══ Source document ══

Video: Swayzak 'Speedboat' (non-remastered and edited version)
Talking tracks rather than albums, I wrote about Parisian Paul Ritch's excellent Evil Laff way back in the heady days of Armchair Dancefloor 002, and he's back already with another production - 'Solarium' on Sweden's Drumcode - that rides the line between mimimal house and straight-up, heads-down techno. The track pairs up a two-note rolling bassline and muffled kick with moist sounding percussive stabs and desert-dry snare rolls, more direct muscle coming in the form of a couple of breakdowns that culminate in what's either a high-pressure gas leak or someone urinating on an ant (from the ant's perspective).
One day this column won't feature a Hot Flush record, but not today. Sigha's 'Remembrance' continues the queering of the pitch that'll eventually have a name conveying 'dubstep for deep techno bods that wouldn't know grime if they trod in it'. It should probably be catchier than that, though. Anyway, b-side 'On The Strip' returns to the small-hours atmospherics of January's 'Expansions', a bass pulse on the final beat of each bar instilling an unrelenting urgency. By contrast, the gorgeous modulating tone weaving in and out of the brooding 2-step of 'Remembrance' is like a broad vista glimpsed through trees, each of its successive appearances further deepening the textures of this deceptively spartan track.
Dubliner Barry Lynn debtuted on Hotflush in 2005,after which he decamped to Planet Mu. His new album as Boxcutter, Arecibo Message, leaves behind the ultra-synthetic dubstep flavour of his previous two long players in favour of a more varied exploration of the organic ends of hardcore ('Mya Rave (album mix)'), mutoid electro ('S p a c e b a s s') and even, on 'A Familiar Sound', techno soul. Wobbly, exhilarating and fresh, you can check it out here.
Audiofly X hit all the right spots with the deep techy groove of 'Get Smarter' from their Mar Del Plata EP (Get Physical). A fuzzy bassline bumps up against woodblock and bongo percussion that's soon joined later by an insistent chopped vocal sample. Best of all is the kind of breakdown - birds of paradise, liquid keys, muffled spoken word sample imparting dubious wisdom - that was mandatory on every Good Looking record released between 1994 and 1996.

═══

Exercises to complete –
a - Reproduce word for word everything in the music review column from "Video: Swayzak 'Speedboat'" down to "the ant's perspective).".
b - Answer these questions about the music review column:
(i) On which label is Paul Ritch's 'Solarium' released?
(ii) What is the title of Barry Lynn's new album as Boxcutter?
(iii) Which EP does Audiofly X's 'Get Smarter' come from?
c - Write the next part of the music review column, picking up after its final sentence.

══ Data block ══

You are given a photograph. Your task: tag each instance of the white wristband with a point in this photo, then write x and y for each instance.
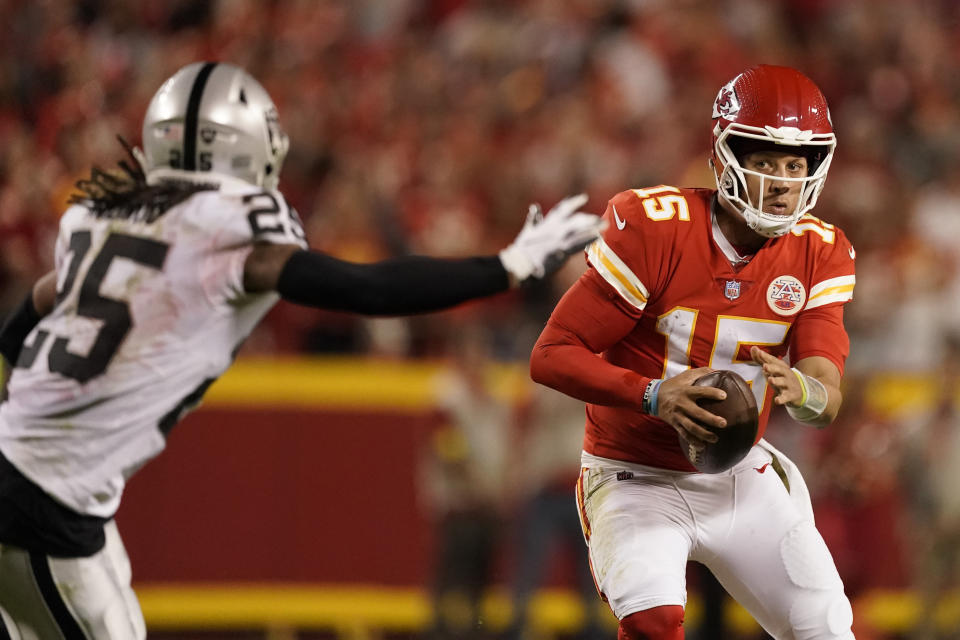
(814, 400)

═══

Final results –
a -
Video: Swayzak 'Speedboat' (non-remastered and edited version)
Talking tracks rather than albums, I wrote about Parisian Paul Ritch's excellent Evil Laff way back in the heady days of Armchair Dancefloor 002, and he's back already with another production - 'Solarium' on Sweden's Drumcode - that rides the line between mimimal house and straight-up, heads-down techno. The track pairs up a two-note rolling bassline and muffled kick with moist sounding percussive stabs and desert-dry snare rolls, more direct muscle coming in the form of a couple of breakdowns that culminate in what's either a high-pressure gas leak or someone urinating on an ant (from the ant's perspective).

b -
(i) Drumcode, the Swedish label
(ii) Arecibo Message
(iii) The Mar Del Plata EP

c -
Breakdowns of a more psychological sort are the stock in trade of Berghain 03 - Part II (Ostgut Ton), the second EP to be released in conjunction with the Berlin club resident Len Faki's new mix. This devastating techno double-header features the grinding menace of Edit Select's 'Bauer', minimal and restrained in the best way, and Faki's own 'BX 3', which is every bit as brilliant and terrifying as a night (and day, and night again) at the club itself. And that's before the air raid sirens, continental shelf-sized kick drum and 'can anybody tell me where/who/what I am?' f/x fire up.
It's the kind of track, in fact, that you can imagine driving every dog in the world insane, which wouldn't suit Russia's Bop at all judging by the sweetly textured electronica of his 'Song About My Dog' (Med School). Equally emotive is 'In Memory of Violett', the highlight of Max Cavalerra's The Bigger, The Better EP (Broque), which also harbours a tracky techno bomb in the form of 'Function'.
Seminal Belgian label R&S, which relaunched in 2006, offer up a retro techno gem with The Chain's 'Letting Go', but b-side 'Geo' is even better, it's frosty sci-fi synths bending around a sultry diva vocal sample. And if that's all a little too slick for you then there's always the frenetic 8-bit-hop splurge of 'Distance' (Ramp) by LA's Computer Jay. Not a million miles away from Flying Lotus, he's apparently been surgically attached to an Atari 2600. Californians, eh?
Swapping the sunny west for the frozen north, Norway's presiding vocal geniuses Ost & Kjex provide Prince-style vocals for Jamie Jones's gorgeous house ballad Summertime, which is destined to roll out with the morning sun (or heavy shower if you're in Blighty) to close many a party this summer. But if you're looking for a record to wind parties up rather than down then the Rub 'N' Tug remix of Capracara's 'King of the Witches' is waiting for you, with its arms wide open and its awesome funk exposed to the world. Hitting the floor with a classic Italo synthesised bassline, the track proceeds to fold back in on itself in a way that's either perfect or perverse, depending on your druthers. A lengthy breakdown disperses the original momentum almost entirely before a clipped funk vocal and a sleazy delayed keyboard melody team up and abuse the rhythm section until the only thing keeping time is a distorted, heavy rock guitar riff. Weird and great.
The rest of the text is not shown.